*** Opening DATA PROVIDED ***

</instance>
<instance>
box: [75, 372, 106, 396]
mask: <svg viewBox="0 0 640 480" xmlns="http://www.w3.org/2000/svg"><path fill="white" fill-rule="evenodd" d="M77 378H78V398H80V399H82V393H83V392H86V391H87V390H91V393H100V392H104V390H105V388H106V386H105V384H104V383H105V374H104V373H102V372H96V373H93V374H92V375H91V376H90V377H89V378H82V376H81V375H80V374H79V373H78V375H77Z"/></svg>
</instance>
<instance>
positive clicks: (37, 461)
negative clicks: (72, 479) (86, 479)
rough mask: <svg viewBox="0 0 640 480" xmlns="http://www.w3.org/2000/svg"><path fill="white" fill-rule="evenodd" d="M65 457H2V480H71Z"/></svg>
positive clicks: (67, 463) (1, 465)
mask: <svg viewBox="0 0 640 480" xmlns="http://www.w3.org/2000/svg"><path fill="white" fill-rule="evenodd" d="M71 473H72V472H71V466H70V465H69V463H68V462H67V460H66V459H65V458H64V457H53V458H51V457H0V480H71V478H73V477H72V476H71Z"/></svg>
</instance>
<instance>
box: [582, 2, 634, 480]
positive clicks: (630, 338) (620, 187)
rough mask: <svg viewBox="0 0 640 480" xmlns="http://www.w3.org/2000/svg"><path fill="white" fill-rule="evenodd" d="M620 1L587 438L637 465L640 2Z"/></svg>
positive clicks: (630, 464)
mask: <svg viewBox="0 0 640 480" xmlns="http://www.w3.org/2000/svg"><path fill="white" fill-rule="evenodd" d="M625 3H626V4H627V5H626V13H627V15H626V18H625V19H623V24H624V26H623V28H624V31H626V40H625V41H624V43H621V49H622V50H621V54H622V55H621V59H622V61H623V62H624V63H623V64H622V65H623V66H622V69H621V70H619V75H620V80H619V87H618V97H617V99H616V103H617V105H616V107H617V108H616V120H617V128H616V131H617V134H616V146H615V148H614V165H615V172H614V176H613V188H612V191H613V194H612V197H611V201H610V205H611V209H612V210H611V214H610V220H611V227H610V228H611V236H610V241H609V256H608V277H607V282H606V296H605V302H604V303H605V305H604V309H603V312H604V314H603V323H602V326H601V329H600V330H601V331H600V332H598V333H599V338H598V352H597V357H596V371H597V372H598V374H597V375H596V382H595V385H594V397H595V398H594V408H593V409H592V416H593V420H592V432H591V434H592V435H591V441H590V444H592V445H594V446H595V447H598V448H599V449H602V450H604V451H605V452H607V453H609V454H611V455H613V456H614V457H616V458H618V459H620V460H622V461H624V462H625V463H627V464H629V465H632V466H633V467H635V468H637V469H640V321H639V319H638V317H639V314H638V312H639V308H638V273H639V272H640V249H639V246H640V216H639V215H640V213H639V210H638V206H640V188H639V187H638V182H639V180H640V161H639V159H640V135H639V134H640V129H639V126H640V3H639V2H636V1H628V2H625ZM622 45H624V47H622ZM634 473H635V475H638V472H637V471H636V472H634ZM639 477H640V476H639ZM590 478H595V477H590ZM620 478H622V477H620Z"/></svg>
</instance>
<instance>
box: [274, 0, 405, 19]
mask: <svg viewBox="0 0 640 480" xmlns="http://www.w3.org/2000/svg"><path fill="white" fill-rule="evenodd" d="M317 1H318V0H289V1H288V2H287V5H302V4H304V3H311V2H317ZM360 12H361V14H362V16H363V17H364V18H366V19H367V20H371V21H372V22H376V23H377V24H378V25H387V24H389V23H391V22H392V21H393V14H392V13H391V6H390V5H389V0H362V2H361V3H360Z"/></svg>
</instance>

*** Closing DATA PROVIDED ***

• HOW TO COMPLETE THIS TASK:
Copy every line above that includes the string "rough".

• OUTPUT OF THE TASK:
rough mask: <svg viewBox="0 0 640 480" xmlns="http://www.w3.org/2000/svg"><path fill="white" fill-rule="evenodd" d="M65 457H2V480H71Z"/></svg>
rough mask: <svg viewBox="0 0 640 480" xmlns="http://www.w3.org/2000/svg"><path fill="white" fill-rule="evenodd" d="M620 1L587 438L637 465L640 2Z"/></svg>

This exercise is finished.